The plant was introduced to Europe by the German gardener Mühlendorff in 1892, who discovered it near Amasya. It is named after Carl Sprenger, a commercial gardener, who also published a description of the plant. Mühlendorff sent bulbs to the nursery of Damman&Cie near Naples in Italy, which then supplied numerous bulbs to European gardeners between 1895 and 1898. The Armenian teacher J. J. Manissadijan from Merzifon supplied bulbs to the Dutch company Van Tubergen and John Hoog. Too many bulbs were taken from the wild, and the plant was believed to have become extinct. The Englishman Edward Whittall from İzmir seems to have supplied Damman & Sprenger as well.

Although it had been previously placed in the subgenus Tulipa subg. Tulipa based on morphology, it is now placed in the subgenus Tulipa subg. Eriostemones based on genetic analyses.

## [Extracted entries]

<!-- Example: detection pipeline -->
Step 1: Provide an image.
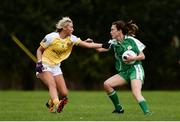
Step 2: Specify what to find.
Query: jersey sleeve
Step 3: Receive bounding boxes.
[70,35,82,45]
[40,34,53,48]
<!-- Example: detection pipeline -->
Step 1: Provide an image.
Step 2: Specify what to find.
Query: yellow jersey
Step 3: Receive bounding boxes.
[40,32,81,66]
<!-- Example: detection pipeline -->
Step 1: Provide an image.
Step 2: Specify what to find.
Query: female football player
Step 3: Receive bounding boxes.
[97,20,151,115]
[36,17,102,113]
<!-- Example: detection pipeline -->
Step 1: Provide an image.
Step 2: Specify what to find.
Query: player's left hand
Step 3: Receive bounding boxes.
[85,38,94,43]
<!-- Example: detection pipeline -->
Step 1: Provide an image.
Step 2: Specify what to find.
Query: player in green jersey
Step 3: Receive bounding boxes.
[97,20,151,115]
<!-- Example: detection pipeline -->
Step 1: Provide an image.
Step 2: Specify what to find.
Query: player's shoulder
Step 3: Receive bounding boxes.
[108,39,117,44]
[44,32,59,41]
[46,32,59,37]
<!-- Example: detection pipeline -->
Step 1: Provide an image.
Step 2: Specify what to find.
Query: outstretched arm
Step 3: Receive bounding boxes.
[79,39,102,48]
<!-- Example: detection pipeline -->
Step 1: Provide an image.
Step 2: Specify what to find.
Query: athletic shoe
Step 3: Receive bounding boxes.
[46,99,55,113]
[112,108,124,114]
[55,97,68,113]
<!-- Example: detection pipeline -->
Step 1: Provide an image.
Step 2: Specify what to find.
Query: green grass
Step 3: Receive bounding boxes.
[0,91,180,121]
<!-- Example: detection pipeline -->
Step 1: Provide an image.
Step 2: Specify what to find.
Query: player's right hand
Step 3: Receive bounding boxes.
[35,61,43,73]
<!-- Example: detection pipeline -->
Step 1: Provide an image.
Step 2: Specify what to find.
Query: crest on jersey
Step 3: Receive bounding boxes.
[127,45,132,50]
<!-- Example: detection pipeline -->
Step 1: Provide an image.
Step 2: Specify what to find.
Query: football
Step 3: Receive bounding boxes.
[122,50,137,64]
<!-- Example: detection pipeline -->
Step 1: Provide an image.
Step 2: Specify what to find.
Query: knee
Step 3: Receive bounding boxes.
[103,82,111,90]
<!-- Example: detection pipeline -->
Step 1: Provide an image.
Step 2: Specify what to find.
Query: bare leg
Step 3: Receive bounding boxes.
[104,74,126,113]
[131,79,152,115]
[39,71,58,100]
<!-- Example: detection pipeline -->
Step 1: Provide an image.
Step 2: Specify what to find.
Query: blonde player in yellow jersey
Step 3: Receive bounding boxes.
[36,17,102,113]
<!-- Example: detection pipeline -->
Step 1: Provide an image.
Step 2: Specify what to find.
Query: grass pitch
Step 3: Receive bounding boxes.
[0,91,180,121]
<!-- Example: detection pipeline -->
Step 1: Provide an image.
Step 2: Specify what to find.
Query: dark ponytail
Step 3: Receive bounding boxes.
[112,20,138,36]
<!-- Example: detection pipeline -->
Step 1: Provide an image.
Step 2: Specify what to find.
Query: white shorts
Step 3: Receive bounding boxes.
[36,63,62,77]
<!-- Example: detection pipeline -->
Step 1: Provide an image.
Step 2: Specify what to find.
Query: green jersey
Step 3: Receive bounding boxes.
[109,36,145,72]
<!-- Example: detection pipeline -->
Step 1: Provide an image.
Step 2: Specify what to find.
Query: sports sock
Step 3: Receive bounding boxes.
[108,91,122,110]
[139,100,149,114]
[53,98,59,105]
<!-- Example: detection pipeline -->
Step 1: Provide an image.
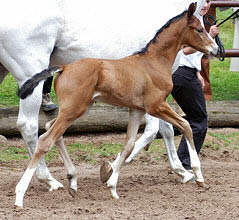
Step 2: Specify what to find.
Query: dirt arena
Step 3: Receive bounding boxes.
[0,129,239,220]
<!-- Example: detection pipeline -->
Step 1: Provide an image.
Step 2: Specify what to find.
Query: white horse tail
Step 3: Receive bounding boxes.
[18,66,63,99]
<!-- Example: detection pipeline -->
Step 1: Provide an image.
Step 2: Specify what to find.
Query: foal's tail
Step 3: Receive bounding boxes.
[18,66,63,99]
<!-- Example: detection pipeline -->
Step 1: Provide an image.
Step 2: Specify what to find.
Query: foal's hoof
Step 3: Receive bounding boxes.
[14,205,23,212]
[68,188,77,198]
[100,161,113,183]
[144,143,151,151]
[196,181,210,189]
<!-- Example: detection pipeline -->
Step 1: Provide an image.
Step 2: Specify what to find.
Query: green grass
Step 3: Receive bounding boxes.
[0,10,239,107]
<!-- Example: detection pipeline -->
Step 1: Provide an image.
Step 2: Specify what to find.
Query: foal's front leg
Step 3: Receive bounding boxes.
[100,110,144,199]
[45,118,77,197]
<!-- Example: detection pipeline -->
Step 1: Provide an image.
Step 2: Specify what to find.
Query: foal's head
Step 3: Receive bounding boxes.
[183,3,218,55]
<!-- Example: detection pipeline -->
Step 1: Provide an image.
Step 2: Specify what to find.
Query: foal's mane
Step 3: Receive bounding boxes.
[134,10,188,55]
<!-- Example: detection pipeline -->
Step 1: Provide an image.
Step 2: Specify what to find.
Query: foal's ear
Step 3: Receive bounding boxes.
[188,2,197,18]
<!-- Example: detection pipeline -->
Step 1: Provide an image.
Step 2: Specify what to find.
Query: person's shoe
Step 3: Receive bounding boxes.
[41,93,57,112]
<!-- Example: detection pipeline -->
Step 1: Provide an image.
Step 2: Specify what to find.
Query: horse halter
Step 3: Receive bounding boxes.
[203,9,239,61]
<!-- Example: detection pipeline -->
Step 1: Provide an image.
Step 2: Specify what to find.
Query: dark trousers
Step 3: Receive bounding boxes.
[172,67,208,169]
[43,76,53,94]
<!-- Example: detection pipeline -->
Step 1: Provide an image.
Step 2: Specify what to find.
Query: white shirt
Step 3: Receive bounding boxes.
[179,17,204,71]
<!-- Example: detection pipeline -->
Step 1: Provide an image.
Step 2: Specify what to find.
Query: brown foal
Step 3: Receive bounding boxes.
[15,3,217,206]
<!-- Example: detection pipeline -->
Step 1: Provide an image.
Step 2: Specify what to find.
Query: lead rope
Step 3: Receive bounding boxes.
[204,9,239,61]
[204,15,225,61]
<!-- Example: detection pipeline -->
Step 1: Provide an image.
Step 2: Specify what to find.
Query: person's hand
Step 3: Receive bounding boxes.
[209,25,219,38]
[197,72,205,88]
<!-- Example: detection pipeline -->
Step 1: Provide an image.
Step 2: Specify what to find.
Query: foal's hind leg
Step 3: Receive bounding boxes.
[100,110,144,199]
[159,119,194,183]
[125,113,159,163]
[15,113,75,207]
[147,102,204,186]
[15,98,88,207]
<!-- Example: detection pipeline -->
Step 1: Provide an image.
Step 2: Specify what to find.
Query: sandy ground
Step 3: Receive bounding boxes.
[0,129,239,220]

==

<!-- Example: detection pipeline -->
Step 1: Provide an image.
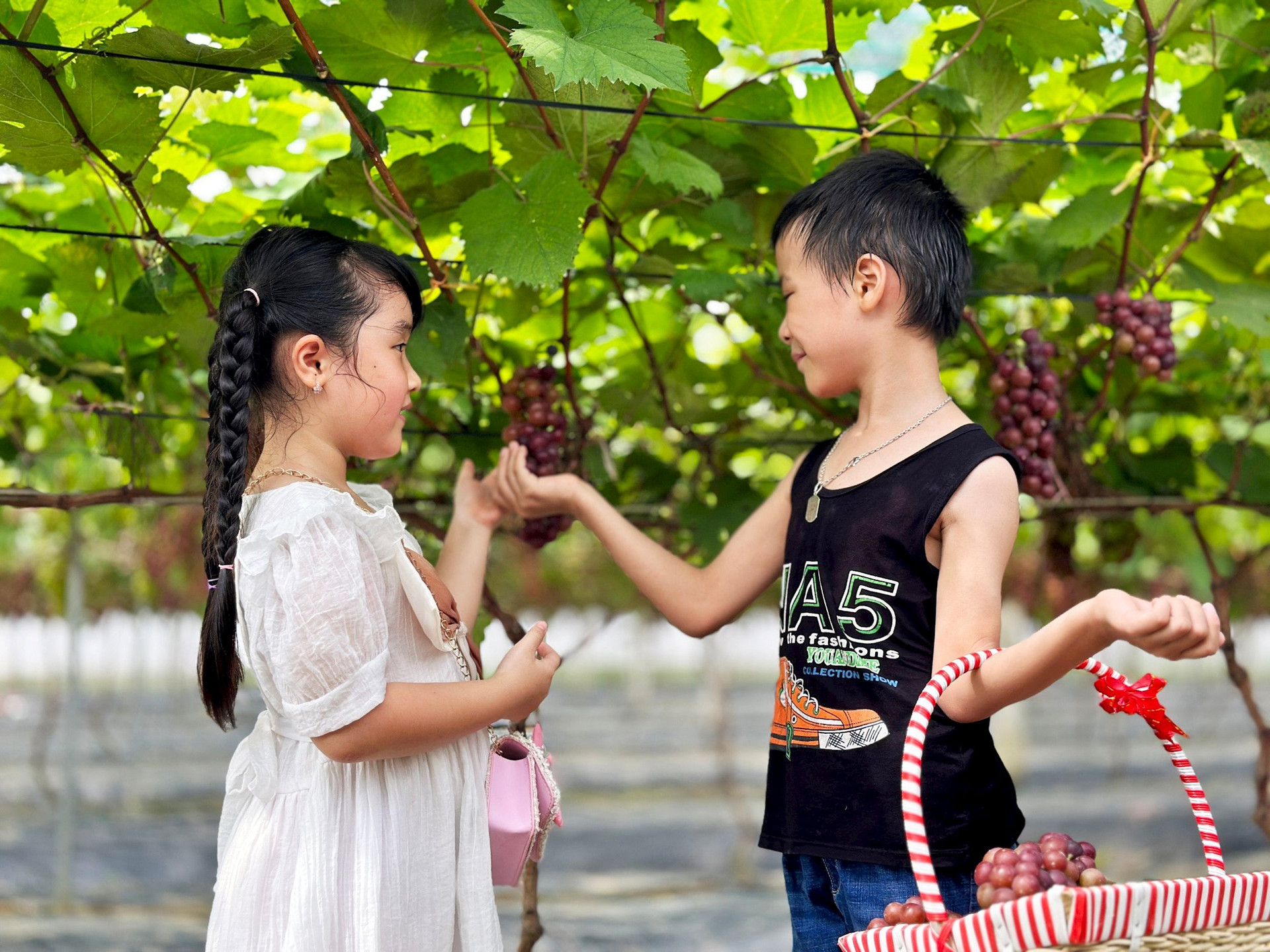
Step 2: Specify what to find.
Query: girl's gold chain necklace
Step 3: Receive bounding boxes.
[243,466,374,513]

---

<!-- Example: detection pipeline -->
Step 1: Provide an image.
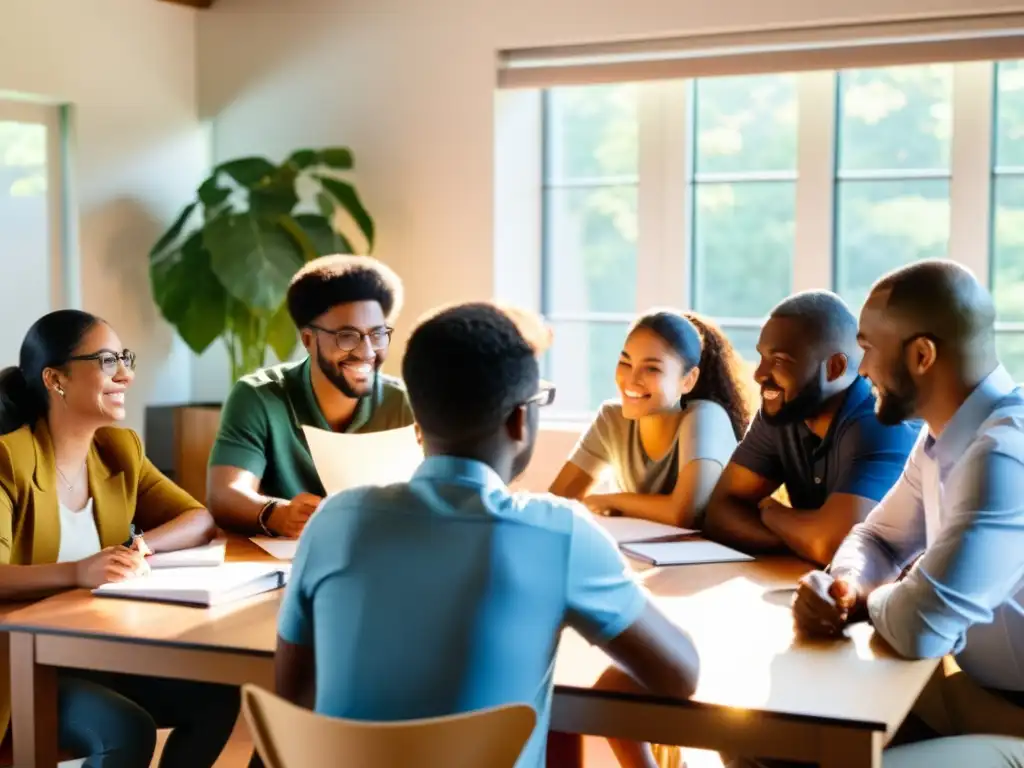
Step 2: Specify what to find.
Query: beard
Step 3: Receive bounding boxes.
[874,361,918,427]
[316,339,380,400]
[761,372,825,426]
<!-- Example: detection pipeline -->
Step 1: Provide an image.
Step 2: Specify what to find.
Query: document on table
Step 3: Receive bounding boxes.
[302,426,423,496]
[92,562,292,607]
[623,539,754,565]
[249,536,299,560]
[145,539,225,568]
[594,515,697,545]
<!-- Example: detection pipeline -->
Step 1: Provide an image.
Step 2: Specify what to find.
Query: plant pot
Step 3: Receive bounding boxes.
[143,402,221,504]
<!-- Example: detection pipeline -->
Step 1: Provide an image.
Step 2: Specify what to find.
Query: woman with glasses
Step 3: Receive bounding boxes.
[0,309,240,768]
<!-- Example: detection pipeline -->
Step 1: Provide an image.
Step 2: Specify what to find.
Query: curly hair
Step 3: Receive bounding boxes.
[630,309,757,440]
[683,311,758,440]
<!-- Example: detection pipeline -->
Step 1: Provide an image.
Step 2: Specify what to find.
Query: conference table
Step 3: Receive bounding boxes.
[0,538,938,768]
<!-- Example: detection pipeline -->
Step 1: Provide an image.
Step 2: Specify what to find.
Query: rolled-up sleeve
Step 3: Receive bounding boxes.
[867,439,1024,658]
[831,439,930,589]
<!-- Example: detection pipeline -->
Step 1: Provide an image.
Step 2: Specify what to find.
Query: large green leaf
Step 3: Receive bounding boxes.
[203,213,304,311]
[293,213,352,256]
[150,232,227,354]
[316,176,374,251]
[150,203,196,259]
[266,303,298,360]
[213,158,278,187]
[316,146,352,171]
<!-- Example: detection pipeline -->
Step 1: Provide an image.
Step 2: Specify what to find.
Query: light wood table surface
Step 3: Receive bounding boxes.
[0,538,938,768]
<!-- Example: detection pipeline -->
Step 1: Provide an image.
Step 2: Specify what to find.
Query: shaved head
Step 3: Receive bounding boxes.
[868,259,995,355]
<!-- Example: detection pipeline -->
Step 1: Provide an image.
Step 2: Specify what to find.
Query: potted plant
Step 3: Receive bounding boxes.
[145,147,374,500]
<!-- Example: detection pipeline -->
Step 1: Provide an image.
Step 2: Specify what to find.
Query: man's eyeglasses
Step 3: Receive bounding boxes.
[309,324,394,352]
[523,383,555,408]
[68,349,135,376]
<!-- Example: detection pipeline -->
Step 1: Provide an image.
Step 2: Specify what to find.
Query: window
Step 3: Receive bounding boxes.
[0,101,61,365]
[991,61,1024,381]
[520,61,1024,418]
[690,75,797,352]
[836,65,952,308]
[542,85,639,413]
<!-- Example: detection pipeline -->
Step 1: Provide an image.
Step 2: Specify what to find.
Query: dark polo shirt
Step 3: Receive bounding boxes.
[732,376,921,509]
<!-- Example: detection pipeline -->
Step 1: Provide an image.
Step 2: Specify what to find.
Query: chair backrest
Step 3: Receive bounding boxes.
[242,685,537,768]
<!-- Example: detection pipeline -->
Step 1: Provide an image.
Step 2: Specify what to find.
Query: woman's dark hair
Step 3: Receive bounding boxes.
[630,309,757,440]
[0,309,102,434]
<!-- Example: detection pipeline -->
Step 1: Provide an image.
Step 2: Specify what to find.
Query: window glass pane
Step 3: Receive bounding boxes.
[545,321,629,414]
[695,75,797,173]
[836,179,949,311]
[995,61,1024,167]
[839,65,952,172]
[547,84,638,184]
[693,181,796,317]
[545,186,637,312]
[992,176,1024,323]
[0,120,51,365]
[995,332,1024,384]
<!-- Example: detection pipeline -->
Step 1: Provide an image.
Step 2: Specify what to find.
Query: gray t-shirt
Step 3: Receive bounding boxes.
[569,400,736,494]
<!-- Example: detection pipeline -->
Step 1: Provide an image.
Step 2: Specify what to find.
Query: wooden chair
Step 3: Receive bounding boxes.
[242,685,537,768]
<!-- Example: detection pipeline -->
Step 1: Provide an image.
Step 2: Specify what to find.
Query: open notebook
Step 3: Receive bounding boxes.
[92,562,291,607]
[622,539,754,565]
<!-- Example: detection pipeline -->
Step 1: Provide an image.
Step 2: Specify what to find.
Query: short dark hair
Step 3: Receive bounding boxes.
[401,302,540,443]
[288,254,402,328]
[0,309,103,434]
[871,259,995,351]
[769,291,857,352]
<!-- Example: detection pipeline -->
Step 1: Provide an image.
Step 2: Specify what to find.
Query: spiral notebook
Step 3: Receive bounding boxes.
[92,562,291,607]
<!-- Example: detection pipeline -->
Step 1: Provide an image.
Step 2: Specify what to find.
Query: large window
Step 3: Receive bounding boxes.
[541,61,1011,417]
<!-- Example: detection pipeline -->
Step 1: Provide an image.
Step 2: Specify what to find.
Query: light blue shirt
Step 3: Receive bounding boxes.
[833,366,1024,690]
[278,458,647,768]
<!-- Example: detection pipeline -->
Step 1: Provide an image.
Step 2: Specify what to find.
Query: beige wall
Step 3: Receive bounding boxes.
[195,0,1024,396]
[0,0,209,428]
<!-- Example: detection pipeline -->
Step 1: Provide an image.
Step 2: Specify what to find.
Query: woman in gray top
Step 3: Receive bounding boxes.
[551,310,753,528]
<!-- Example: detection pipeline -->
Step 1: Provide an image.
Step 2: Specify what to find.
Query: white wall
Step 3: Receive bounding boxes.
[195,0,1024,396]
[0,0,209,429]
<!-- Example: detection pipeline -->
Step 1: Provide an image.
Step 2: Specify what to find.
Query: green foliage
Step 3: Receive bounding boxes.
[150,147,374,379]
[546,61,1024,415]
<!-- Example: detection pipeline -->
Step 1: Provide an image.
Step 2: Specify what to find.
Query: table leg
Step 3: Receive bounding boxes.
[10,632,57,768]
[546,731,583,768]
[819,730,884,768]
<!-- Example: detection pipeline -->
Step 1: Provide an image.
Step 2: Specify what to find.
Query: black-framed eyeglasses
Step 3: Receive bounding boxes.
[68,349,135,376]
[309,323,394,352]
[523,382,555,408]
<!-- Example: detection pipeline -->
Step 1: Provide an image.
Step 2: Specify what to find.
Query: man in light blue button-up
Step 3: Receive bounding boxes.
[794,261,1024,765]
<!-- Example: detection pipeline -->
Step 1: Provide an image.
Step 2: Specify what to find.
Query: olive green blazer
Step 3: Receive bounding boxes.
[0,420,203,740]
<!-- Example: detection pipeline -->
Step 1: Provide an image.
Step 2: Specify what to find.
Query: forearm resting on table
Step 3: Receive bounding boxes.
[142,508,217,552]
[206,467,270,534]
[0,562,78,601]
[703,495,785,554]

## [Exercise set]
1 – Using the tulip excerpt, decide whether each statement agrees with it. Answer yes or no, and quote the words that decide it.
(a) Mühlendorff found the plant near Amasya.
(b) Damman&Cie supplied bulbs to European gardeners between 1890 and 1892.
(c) Genetic analyses place the plant in Tulipa subg. Tulipa.
2 – Answer these questions from the tulip excerpt.
(a) What was Carl Sprenger's occupation?
(b) Which town was the teacher J. J. Manissadijan from?
(c) Which city was Edward Whittall from?
3 – Continue the tulip excerpt from the point where it stops.
The rows have no connection to the tulip excerpt.

## [Expected responses]
1 –
(a) Yes: "who discovered it near Amasya"
(b) No: "which then supplied numerous bulbs to European gardeners between 1895 and 1898"
(c) No: "it is now placed in the subgenus Tulipa subg. Eriostemones based on genetic analyses"

2 –
(a) He was a commercial gardener.
(b) Merzifon
(c) İzmir

3 –
==Distribution and habitat==
There are no descriptions of the wild habitat of the plant.

==Conservation==
It was long considered extinct in the wild, but it has been rediscovered in June 2026. Sprenger's tulip is grown in over 30 Botanical gardens, among them Kew, Kopenhagen, Bonn and Edinburgh, it is also widely available from commercial nurseries.

The Atatürk Arboretum in Istanbul has initiated a reintroduction project in co-operation with Kew Gardens. Genetic studies have shown that the tulips grown at Kew have retained a relatively wide genetic diversity. The story of the single misplaced bulb supplied by J. J. "Manissaadjian" to Van Tubergen therefore seems spurious.

==Cultivation==
Sprenger's tulip is easy to grow. It can be naturalised. It also successfully self-seeds, the seeds need to be stratified. The plant needs only four years till flowering-stage. The plant needs a sunny but not too hot or semi-shady position. It should be planted 10–15 cm deep in well-drained, fairly fertile, humus-rich but not too dry soil. It may need protection from strong winds, but is frosthardy to - 10 °C, as long as the soil is not waterlogged or excessively wet. The plant tends to root very deeply.
It received the RHS Award of Garden Merit in 1948 and 1993.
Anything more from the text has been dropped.